■ ТЕКСТ ДЛЯ РАЗБОРА:
Корчак. Опыт биографии | страница 102



Писателю удался его замысел – показать, что мальчики в обеих повестях, за исключением языка и религии, да иногда одежды, ничем друг от друга не отличаются. Есть среди них и сорванцы, и дурни, хитрецы и простаки, веселые, грустные, запуганные, храбрые, славные, занудные. Они так же играют, злятся и смешат других, мужественно справляются с тяжким своим житьем и точно так же тревожатся, что дома беда: часто неделю напролет приходится есть один сухой хлеб с чаем, отец лежит в больнице, а когда умер младший братик, его не на что было похоронить.

И все же – хотя объективно повести одинаково трогательны – первая из них, о еврейских детях, сегодня читается с болью в сердце. Судьба распорядилась так, что за пару километров от Михалувки, за Малкиней, в деревне Треблинка, во время Второй мировой войны немцы построили концлагерь. В августе 1942 года с того самого вокзала, той самой дорогой, что и за тридцать пять лет до того, Доктор вместе с очередным поколением воспитанников отправился в свое последнее путешествие.

Поэтому каждое предложение «Мосек…» вызывает ассоциации, от которых невозможно отделаться. Это разделение на пары на вокзале, посадка в поезд, беспокойство: куда едем? И вера, что ничего не случится, ведь «пан» едет вместе с нами. Эти печаль и страх, спрятанные под мальчишеским озорством. А Корчак? Как будто он, дописывая последнюю главу, предчувствовал то, что случится:

В тот последний вечер, на последнем закате, родилась последняя сказка лагеря – странная и неоконченная.

– А может, не возвращаться в Варшаву? Может, стать в пары, взять флажки, запеть марш и отправиться в путь?

■ СВЕДЕНИЯ:
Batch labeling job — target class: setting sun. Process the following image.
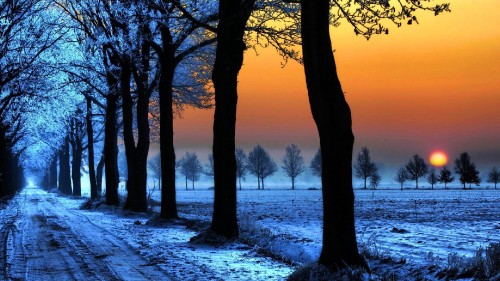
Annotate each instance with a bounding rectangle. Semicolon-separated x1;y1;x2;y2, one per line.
429;151;448;167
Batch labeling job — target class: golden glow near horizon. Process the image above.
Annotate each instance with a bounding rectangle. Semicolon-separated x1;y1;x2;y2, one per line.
429;151;448;167
175;0;500;165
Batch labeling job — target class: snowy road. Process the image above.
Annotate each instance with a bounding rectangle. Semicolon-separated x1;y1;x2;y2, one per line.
0;189;171;280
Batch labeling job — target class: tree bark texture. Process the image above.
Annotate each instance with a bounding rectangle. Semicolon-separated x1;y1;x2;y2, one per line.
301;0;367;268
211;0;255;238
158;26;178;219
104;93;120;205
49;154;57;188
59;137;72;195
85;97;99;199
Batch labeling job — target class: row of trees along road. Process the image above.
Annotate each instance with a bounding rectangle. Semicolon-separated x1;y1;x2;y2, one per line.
394;152;500;189
0;0;449;267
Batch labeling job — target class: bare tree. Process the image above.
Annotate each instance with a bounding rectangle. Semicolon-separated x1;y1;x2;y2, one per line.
148;153;161;190
235;148;247;190
405;154;429;189
354;147;380;189
488;167;500;189
203;154;214;179
370;172;382;189
427;168;439;189
309;148;322;177
247;145;278;189
438;166;454;189
394;167;408;190
178;152;203;190
281;144;305;190
454;152;481;189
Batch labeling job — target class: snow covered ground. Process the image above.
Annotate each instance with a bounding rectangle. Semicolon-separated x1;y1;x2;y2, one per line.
170;187;500;264
0;185;500;280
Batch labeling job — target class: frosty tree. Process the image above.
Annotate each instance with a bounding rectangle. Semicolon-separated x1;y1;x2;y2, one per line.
354;147;380;189
405;154;429;189
247;145;278;189
453;152;481;189
488;167;500;189
178;152;203;190
282;144;305;190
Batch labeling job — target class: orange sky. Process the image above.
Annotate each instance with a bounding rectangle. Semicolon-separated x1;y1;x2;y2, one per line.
175;0;500;174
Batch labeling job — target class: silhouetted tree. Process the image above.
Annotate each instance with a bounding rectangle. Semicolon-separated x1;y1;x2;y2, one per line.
148;153;161;190
203;154;214;178
454;152;481;189
370;172;382;189
178;152;203;190
309;148;322;177
281;144;305;190
235;148;247;190
438;166;454;189
405;154;429;189
394;167;408;190
488;167;500;189
247;145;278;189
427;168;439;189
354;147;380;189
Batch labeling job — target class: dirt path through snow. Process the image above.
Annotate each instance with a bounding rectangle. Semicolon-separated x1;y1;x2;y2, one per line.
0;189;171;280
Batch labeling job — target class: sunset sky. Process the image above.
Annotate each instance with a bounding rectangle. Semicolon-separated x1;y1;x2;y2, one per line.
175;0;500;181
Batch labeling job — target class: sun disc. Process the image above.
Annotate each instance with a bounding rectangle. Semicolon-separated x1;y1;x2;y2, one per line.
429;151;448;167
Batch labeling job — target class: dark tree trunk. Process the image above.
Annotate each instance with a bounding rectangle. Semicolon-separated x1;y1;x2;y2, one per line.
49;154;57;188
0;124;8;198
211;0;255;238
85;97;99;199
59;137;72;195
120;57;147;212
70;116;83;196
158;27;178;219
104;93;120;205
301;0;367;268
96;153;105;197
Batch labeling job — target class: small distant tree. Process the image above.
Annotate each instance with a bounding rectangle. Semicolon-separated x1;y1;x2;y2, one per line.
247;145;278;189
281;144;305;190
148;153;161;190
394;167;408;190
488;167;500;189
177;152;203;190
427;168;439;189
234;148;247;190
454;152;481;189
354;147;380;189
203;154;214;179
370;172;382;189
309;149;322;178
405;154;429;189
438;166;455;189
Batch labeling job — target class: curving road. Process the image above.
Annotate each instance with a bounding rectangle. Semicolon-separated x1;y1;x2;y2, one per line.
0;188;172;280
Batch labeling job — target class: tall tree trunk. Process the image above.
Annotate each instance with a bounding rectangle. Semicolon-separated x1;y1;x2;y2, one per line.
85;96;99;199
0;124;8;198
71;134;83;196
104;93;120;205
211;0;255;238
158;26;178;219
96;153;105;197
301;0;367;268
49;154;57;188
59;137;72;195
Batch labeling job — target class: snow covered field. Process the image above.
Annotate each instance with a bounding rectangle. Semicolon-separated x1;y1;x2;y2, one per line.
170;189;500;264
0;185;500;280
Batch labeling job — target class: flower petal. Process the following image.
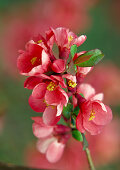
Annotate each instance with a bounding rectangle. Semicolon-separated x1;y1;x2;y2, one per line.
91;93;104;101
29;95;46;112
46;140;65;163
92;101;112;125
77;83;95;100
24;76;42;89
32;122;53;138
32;83;47;99
51;59;65;73
76;112;85;133
36;137;56;153
43;106;60;126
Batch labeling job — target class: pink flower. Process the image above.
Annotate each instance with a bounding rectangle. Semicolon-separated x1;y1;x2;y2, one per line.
32;117;70;163
17;40;50;76
76;84;112;135
25;74;68;106
62;74;77;93
24;74;68;125
85;63;120;105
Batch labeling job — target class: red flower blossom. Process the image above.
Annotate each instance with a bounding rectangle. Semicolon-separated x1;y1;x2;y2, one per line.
25;74;68;106
76;84;112;135
24;74;68;125
32;117;70;163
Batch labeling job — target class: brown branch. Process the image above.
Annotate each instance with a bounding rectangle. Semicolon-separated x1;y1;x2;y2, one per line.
0;162;55;170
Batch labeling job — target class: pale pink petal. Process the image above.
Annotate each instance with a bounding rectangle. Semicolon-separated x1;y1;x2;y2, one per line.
32;83;47;99
51;59;65;73
31;116;45;126
46;140;65;163
22;65;47;76
92;101;112;125
28;95;46;112
36;137;56;153
32;123;53;138
91;93;104;101
51;75;67;88
77;83;95;100
76;112;85;133
43;106;60;126
24;76;42;89
45;87;68;105
72;95;78;108
73;35;87;47
52;27;68;47
83;119;104;135
42;50;50;66
62;74;76;83
77;67;93;75
56;104;63;116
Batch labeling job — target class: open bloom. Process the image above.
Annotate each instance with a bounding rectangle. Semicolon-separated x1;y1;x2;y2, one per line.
32;117;70;163
76;84;112;135
17;40;50;76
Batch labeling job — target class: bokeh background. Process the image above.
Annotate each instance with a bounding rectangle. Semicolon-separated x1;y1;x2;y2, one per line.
0;0;120;170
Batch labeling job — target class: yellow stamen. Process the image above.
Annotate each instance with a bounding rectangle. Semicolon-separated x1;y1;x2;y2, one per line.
31;57;37;65
89;111;95;121
68;35;73;43
37;40;42;44
68;80;77;88
47;81;56;91
43;99;55;109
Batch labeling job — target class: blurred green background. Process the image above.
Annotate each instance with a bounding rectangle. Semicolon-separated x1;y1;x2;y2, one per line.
0;0;120;170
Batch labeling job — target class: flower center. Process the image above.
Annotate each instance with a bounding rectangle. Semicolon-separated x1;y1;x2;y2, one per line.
30;57;37;65
37;40;42;44
43;99;55;109
68;80;77;88
68;35;73;43
89;111;95;121
47;81;56;91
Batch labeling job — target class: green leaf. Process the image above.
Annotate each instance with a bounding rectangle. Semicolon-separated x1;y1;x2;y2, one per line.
80;93;85;98
72;130;83;142
63;103;73;120
71;115;76;128
74;49;104;67
82;133;88;150
73;106;80;116
70;44;77;58
66;60;76;76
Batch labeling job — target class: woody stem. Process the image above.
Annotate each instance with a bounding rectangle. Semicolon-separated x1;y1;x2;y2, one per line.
85;148;95;170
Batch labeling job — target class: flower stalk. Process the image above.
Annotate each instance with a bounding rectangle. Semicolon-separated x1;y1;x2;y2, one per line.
85;148;95;170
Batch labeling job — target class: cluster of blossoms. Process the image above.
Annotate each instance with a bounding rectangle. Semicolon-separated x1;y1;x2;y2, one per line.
17;28;112;162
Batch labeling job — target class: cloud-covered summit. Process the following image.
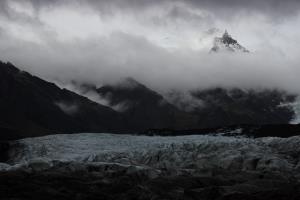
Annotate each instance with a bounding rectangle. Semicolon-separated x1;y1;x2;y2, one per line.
0;0;300;91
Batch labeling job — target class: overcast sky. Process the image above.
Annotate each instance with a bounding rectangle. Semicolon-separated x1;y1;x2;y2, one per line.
0;0;300;92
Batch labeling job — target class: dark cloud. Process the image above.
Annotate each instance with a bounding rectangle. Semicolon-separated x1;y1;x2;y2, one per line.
0;0;300;95
0;0;300;20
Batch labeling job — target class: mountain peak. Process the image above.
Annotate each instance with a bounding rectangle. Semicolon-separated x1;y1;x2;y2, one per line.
210;30;250;53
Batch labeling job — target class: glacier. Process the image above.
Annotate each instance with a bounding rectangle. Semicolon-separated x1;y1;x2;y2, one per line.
0;133;300;178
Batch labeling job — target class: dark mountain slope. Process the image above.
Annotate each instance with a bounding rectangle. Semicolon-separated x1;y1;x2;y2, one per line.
192;88;296;128
97;78;197;131
0;62;124;140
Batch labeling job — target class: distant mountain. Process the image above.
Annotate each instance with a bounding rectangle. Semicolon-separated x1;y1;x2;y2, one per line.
211;30;250;53
0;62;126;139
168;88;296;128
192;88;296;128
96;78;197;131
0;62;296;140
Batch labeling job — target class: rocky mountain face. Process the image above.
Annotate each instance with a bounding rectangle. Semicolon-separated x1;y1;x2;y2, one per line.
0;62;296;140
191;88;296;128
211;31;250;53
0;62;125;139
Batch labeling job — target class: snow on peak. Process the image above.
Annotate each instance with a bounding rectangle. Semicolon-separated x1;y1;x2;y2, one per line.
210;30;250;53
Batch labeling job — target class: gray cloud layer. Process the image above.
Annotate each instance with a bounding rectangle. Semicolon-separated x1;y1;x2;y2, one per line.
0;0;300;92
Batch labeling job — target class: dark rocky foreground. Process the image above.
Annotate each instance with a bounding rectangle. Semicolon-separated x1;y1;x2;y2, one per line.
0;165;300;200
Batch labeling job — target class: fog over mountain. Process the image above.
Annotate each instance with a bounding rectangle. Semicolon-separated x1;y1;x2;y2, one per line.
0;0;300;93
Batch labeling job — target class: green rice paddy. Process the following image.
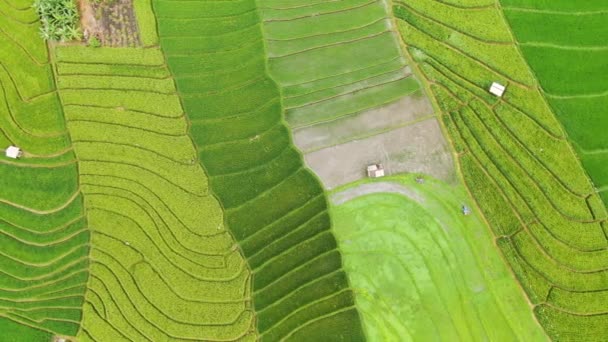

■ ВОПРОСЫ ПО МАТЕРИАЛУ:
#1 В какой деревне, судя по отрывку о Корчаке, немцы построили концлагерь во время Второй мировой войны?
#2 Продолжите отрывок о Корчаке, начав сразу после его последней фразы.

■ ОТВЕТЫ ПО ЗАДАНИЯМ:
#1 В деревне Треблинка, за Малкиней.

#2
– Куда?

– К солнцу.

Долго придется идти. Но что с того? – Спать будем в поле, на жизнь заработаем. – В одной деревне Гешель поиграет на скрипке, нам дадут молока. В другой Ойзер расскажет стихи или Арон – интересную сказку, и нам дадут хлеба. Где-нибудь опять споем или работать в поле поможем…

Для хромого Вайнрауха сделаем тележку из досок и, когда устанет, будем его везти.

Будем идти долго-долго – идти, идти, идти…{134}

15

Белый дом в серой Варшаве

Я предал больного ребенка, медицину и больницу. – Мне вскружила голову ложная амбиция: врач и скульптор детской души. Души. Ни больше ни меньше. (Эх, старый дурень, испоганил свою жизнь и дело. Заслужил ты свое наказание.)

Януш Корчак. «Дневник», гетто, май 1942 года

Когда с высоты сегодняшнего дня мы смотрим на чужую завершенную биографию, события, как в немом кино, бегут в ускоренном темпе и складываются в ясное повествование. Кажется, будто это судьба пролагала путь, которым шел герой. Становятся очевидны все повороты и случайности, которые определили жизненный выбор. А ведь все могло сложиться иначе.